* DIRECTIVE:
Using the blog excerpt, what are the answers to these?
(a) What did the writer use to widen the crack before filling it with caulk?
(b) In which module was a viewing hole cut so operators could see the end of the tail track?
(c) Who operated the Valley Local?

* PASSAGE SHOWN:
-- -- --

Figuring the corners were subject to the most stress, I decided to try using paintable latex caulk.  The corners still looked great when we moved.

Sooo...... I'm thinking the same thing may hold true here.  But first you have to create a place for the caulk to live.  Here, I widened the crack with an old can opener (the pointy triangle type):

Crack/joint widened with can opener
Then it was just a matter of shooting the caulk in the (widened) crack and smoothing it with my finger:

Crack/joint filled with paintable latex caulk
This particular caulk is "clear" but it starts out white.  It'll dry clear.  Like I said, I used my (moistened) finger to smooth it out.  That's all fine and dandy and works well - except that the caulk in the crack itself is a little concave.  I think I should have used a flat-edge putty knife.  No problem - I'll just apply another coat of caulk - and this time use a putty knife to smooth it.

Then it's (or should be) just a matter of painting.  The caulk should be stretchy enough to withstand any expansion/contraction.  I'll be sure to let you know how it works out.

So that's it for this edition of Train Time (Tuesday, Sunday, whatever).  I'm finally learning that making some time to do even what you might think are little projects sure does add up.  Some of these things I (hopefully) will never have to do again - and now they're done.  Pretty cool.  Hopefully my experience will inspire you to get to even just a few of those "little" jobs that have been nagging you.  If nothing else, hopefully the tool tips (isn't that dental mirror awesome?!) will have you looking at new and novel ways to use everyday items.  With the dearth of the LHS (local hobby shop), we need to find our tool sources anywhere we can!

Monday, November 18, 2013

Operating Session - 11/14/2013

The First Officially Official Valley Line Operating Session is now in the books.  After the shakedown session, I had a punch list of items to do, and I got to most of them during the last Train Time Tuesday.  I even cut a viewing hole in the right end of the Somerset module so operators can see when they're close to the end of the tail track (which is in a tunnel - ugh!).  I didn't get to power the points of the switch that's in the tunnel, but the operators did ok with it anyway.  It helped that Joseph was there - he's fairly tall, and the bamboo skewer/uncoupling tool was long enough to reach.

Nathan, Joseph & Roman on the Air Line Local switching Somerset.  Note hole cut in fascia on the right.
Ah, but I'm getting just a little ahead of myself.  You haven't met Joseph yet.  Actually, this session included THREE folks that were not only new operators, but had never even been to the house!  Roman & Nathan were able to come too.  To the extent that ops sessions are social events, this was a pretty cool development.  Bonus: all three of them are in their teens - it's very cool to know there are some young folks interested in the hobby and in operating.  Experienced operators & long-time Photo Library volunteers Dave and Tom also joined the festivities, operating the Valley Local.

Dave & Tom on the Valley Local switching Middletown.

-- -- --

* SUPPLIED ENTRIES:
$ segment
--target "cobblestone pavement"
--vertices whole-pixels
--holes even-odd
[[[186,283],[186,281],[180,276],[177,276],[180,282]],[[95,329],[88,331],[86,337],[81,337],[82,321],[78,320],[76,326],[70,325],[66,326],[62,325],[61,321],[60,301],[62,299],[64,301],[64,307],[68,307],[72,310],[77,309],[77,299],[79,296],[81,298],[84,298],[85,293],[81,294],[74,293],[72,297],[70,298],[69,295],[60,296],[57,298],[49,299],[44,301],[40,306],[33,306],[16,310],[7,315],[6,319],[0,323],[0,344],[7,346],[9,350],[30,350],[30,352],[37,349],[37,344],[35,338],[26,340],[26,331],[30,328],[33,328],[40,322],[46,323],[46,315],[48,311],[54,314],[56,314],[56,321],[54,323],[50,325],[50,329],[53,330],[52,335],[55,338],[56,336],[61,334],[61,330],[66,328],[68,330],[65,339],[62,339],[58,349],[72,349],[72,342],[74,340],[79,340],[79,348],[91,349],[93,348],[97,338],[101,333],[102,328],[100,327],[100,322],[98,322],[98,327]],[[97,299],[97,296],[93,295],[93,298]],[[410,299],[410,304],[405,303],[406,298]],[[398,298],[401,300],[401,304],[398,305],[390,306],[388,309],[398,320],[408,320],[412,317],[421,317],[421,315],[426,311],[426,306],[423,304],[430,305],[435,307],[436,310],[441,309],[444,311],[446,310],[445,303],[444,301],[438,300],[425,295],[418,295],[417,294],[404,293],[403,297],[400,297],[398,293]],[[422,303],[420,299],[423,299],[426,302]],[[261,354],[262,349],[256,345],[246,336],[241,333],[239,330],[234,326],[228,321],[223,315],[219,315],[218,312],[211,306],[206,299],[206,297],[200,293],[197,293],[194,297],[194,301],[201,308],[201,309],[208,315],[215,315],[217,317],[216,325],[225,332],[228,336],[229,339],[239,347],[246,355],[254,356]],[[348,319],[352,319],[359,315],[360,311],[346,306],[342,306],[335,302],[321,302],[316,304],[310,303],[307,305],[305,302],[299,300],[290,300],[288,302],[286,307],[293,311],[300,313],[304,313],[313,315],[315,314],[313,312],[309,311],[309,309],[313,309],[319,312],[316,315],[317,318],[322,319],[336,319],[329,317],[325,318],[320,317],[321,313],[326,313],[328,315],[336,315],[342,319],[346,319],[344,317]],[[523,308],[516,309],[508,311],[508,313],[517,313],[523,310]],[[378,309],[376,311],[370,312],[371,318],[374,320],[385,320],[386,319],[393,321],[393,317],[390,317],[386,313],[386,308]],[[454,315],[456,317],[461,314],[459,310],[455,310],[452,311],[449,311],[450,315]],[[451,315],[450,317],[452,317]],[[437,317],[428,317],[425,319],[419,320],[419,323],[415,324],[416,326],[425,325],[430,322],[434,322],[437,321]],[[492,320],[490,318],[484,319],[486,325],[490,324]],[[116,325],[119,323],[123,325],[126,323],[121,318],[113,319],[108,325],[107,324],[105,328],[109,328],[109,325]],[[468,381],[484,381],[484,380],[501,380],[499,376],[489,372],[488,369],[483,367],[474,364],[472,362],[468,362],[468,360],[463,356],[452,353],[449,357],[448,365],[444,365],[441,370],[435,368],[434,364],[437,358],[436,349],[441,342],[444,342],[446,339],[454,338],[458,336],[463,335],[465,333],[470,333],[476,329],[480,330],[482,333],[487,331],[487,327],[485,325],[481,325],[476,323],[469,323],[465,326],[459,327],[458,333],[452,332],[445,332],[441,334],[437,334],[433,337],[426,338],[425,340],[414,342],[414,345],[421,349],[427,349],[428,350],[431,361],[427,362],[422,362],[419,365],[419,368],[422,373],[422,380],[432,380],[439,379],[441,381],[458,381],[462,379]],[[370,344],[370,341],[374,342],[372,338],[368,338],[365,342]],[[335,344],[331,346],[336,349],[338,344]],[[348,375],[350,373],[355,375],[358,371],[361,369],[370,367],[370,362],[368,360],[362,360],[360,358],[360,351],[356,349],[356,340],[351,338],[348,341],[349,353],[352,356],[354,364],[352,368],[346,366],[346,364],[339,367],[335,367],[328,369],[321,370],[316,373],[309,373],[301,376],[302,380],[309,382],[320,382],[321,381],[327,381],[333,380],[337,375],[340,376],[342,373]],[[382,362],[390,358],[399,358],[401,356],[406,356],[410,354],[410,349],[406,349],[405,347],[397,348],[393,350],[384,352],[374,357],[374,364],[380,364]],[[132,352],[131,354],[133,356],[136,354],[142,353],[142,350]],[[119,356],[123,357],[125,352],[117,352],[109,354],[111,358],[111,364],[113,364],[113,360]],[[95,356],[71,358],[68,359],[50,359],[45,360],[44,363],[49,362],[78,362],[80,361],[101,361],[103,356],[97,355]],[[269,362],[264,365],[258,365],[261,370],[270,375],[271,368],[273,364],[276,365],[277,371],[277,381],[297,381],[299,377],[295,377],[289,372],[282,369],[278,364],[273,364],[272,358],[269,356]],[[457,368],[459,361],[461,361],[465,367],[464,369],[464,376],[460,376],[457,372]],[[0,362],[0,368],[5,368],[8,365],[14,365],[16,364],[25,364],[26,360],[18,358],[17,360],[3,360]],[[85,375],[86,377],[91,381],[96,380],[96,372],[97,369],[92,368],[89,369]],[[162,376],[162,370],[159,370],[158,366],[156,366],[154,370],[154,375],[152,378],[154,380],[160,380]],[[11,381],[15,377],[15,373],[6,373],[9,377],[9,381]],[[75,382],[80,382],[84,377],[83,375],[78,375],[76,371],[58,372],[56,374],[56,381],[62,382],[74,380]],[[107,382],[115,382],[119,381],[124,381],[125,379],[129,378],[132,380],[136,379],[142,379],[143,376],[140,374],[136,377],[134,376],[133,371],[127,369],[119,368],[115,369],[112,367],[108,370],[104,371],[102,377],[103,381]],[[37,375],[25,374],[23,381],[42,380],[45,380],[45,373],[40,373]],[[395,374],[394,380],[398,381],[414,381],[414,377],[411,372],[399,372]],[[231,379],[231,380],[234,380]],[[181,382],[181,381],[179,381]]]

-- -- --

* ANSWER TO THE EXERCISE:
(a) An old can opener, the pointy triangle type.
(b) The Somerset module.
(c) Dave and Tom.